START SUPPLIED TEXT

Vespasian’s conquering advance slowly swept away all resistance in the Galilee. Josephus’s troops fought their final battle in a town called Jotapata. When Jotapata fell, Josephus fled with forty survivors to a cave. The rebels decided to commit suicide together rather than be executed by the Romans or sold as slaves. They chose lots to decide who would kill whom and in what order. Josephus may have rigged the drawing as he and one other man were the only survivors brought before Vespasian and his son, Titus.

Vespasian ordered that Josephus be kept in the closest custody so that he could be brought to Nero in Rome at the earliest possible moment. Always quick on his feet, Josephus addressed Vespasian, enthusiastically predicting that the Roman general would become Caesar (the Talmud has Rabbi Johanan ben Zakkai doing the same thing!). Vespasian gradually began to believe the prediction, especially after the deaths in rapid succession of Nero’s three hapless successors, and favored Josephus’s advice. Josephus became an aide-de-camp of Vespasian and later of Titus, of special assistance at the siege of Jerusalem (Josephus was wounded while trying to convince the remaining rebels in Jerusalem to lay down their arms).

After Vespasian was crowned emperor by his troops and Titus had defeated the rebels and burned the Temple (stealing the master Torah scroll from the holiest of its chambers), Josephus was granted Roman citizenship and property. Seeking to warn all enemies of Rome of its invincible might, Vespasian commissioned Josephus to write an official eyewitness account of the Jewish War.

First written in Aramaic, the everyday tongue of Babylonian Jews, Josephus’s
The Jewish War
was meant to threaten as much as inform. That version is lost. Josephus later translated the book into Greek, a version that served Vespasian’s needs, legitimizing his merit (and that of his progeny) to be ruler of all men (despite his common birth).

Later in life, Josephus wrote
Jewish Antiquities,
an autobiography, and
Against Apion,
a defense against anti-Semitic writings. Although bitterly regarded by his people as a traitor, Josephus, when growing old and perhaps out of a deep guilt, defended Jewish tradition and the future of Judaism.

A Slavonic version of the
Antiquities
contains a famous passage about a certain Jesus of Nazareth. Over the centuries this passage was viewed by many in the Church as historical proof separate from the Bible of the existence of the Christ. However, most historians consider it a forgery of the third century when the Josephus manuscripts were in the hands of monks. Ironically, the works of Josephus were preserved for future readers primarily due to the commitment of the Roman Catholic Church to this passage, dubious though it may have been.

Josephus’s work (particularly
The Jewish War)
greatly influenced the development of European art, drama, and fiction as an essential source of legend for Slavic-speaking peoples (heroic literature), Italian Renaissance painters (Mantegna), English dramatists, and Russian novelists.

67

Walter Benjamin
(1892-1940)

W
hen he learned in 1940 of the suicide of his friend Walter Benjamin, Bertolt Brecht, the great playwright and collaborator of composer Kurt Weill, is reported to have said that this death was the first loss suffered by German literature at the hands of Hitler.

Walter Benjamin was a literary critic, journalist, activist, translator, and philosopher. He is best described by the French term
“homme de lettres,”

END SUPPLIED TEXT
START INFORMATION SHOWN

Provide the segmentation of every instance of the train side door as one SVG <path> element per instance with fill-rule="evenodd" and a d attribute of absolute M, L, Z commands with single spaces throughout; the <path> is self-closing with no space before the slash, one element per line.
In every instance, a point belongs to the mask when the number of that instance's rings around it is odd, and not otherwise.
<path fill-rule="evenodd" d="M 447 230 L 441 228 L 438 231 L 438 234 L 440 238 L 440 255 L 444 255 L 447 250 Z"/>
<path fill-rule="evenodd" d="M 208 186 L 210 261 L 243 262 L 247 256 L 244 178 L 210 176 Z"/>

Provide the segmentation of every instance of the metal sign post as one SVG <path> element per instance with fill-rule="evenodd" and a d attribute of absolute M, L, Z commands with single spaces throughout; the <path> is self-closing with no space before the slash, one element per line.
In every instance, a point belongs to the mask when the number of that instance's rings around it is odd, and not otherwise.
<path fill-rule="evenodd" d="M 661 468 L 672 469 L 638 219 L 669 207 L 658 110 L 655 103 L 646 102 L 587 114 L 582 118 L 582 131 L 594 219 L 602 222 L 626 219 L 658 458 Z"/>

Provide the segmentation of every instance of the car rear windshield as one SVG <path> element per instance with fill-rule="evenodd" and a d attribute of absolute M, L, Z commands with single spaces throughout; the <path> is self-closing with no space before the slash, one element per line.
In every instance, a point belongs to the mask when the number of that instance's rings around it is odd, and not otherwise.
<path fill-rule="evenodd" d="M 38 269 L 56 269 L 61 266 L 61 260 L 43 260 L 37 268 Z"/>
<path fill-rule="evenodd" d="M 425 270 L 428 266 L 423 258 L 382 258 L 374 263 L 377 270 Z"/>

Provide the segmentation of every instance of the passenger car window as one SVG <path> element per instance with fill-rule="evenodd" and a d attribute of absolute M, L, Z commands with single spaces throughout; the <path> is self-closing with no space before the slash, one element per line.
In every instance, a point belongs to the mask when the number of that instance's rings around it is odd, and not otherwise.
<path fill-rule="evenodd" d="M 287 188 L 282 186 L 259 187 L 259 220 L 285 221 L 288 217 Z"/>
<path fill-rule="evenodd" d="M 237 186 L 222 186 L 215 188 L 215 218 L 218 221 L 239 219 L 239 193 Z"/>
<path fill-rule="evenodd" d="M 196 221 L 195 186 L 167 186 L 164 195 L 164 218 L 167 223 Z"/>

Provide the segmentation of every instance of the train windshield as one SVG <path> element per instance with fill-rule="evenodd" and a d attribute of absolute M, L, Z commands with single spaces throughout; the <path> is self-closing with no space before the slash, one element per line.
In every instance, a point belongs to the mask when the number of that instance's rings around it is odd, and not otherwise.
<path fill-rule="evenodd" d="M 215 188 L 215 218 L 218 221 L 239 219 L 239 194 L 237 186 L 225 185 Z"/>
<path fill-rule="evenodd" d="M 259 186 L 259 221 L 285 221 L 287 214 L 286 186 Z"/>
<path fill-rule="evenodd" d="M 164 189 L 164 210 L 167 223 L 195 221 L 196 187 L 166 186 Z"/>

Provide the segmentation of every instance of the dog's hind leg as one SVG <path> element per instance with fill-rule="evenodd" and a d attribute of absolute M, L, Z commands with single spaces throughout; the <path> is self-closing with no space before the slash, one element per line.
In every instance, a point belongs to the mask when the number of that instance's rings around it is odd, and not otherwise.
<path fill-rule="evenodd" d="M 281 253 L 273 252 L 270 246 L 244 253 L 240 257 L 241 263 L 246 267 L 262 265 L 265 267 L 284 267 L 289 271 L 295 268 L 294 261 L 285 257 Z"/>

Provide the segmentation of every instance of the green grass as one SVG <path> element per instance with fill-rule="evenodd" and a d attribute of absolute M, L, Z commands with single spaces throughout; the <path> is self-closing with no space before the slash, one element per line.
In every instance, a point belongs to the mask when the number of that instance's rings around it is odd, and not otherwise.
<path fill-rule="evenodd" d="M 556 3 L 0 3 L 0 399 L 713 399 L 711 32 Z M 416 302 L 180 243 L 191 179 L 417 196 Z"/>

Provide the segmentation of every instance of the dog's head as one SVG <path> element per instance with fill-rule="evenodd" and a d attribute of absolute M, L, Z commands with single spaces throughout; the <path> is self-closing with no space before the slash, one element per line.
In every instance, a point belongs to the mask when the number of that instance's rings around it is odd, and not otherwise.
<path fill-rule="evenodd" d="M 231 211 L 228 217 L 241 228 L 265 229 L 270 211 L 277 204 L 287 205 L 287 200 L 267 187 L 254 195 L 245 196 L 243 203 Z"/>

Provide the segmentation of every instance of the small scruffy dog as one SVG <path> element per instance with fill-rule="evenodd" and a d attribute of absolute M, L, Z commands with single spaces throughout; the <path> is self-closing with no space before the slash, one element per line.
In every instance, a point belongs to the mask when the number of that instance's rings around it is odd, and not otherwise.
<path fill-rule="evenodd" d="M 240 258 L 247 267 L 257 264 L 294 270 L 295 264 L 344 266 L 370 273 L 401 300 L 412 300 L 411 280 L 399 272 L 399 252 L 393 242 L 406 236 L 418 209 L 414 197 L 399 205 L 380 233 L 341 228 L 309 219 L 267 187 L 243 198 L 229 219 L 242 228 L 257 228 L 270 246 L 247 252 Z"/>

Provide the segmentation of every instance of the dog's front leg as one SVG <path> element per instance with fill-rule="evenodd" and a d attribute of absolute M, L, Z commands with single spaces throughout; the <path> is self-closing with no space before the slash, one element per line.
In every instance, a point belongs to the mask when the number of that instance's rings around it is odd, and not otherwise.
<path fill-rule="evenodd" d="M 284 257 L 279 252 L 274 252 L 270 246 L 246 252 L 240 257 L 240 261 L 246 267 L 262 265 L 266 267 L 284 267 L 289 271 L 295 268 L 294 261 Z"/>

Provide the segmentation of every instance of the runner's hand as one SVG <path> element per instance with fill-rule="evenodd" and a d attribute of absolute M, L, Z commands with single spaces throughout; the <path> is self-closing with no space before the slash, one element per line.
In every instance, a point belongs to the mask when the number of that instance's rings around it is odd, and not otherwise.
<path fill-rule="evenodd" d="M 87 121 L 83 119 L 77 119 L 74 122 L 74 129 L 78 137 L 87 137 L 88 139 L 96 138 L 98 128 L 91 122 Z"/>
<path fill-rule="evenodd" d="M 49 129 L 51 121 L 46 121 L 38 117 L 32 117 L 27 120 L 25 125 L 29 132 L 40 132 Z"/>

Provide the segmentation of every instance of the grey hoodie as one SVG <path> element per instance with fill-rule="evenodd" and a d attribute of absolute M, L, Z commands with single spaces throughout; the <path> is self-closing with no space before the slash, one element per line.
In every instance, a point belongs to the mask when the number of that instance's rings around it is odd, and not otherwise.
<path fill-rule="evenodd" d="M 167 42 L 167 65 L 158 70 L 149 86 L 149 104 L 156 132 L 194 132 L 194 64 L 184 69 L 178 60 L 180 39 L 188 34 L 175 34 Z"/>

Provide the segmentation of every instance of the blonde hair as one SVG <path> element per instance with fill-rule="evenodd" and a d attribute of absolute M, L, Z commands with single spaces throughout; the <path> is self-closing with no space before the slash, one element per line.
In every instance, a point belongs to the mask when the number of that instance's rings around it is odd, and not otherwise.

END INFORMATION SHOWN

§ COMPLETE THE FOLLOWING:
1 – Decide whether each statement agrees with the supplied text. Answer yes or no, and quote the deciding words of the text. (a) Josephus fled to a cave with forty survivors after Jotapata fell. (b) The Aramaic version of The Jewish War survives today. (c) Most historians accept the passage about Jesus in the Slavonic Antiquities as genuine.
2 – Output the portion of the supplied text that begins at the words "A Slavonic version" and stops after the words "(1892-1940)", reproduced word for word.
The records have no connection to the supplied text.

§ PER-TASK ANSWERS:
1 –
(a) Yes: "When Jotapata fell, Josephus fled with forty survivors to a cave."
(b) No: "That version is lost."
(c) No: "However, most historians consider it a forgery of the third century when the Josephus manuscripts were in the hands of monks."

2 –
A Slavonic version of the
Antiquities
contains a famous passage about a certain Jesus of Nazareth. Over the centuries this passage was viewed by many in the Church as historical proof separate from the Bible of the existence of the Christ. However, most historians consider it a forgery of the third century when the Josephus manuscripts were in the hands of monks. Ironically, the works of Josephus were preserved for future readers primarily due to the commitment of the Roman Catholic Church to this passage, dubious though it may have been.

Josephus’s work (particularly
The Jewish War)
greatly influenced the development of European art, drama, and fiction as an essential source of legend for Slavic-speaking peoples (heroic literature), Italian Renaissance painters (Mantegna), English dramatists, and Russian novelists.

67

Walter Benjamin
(1892-1940)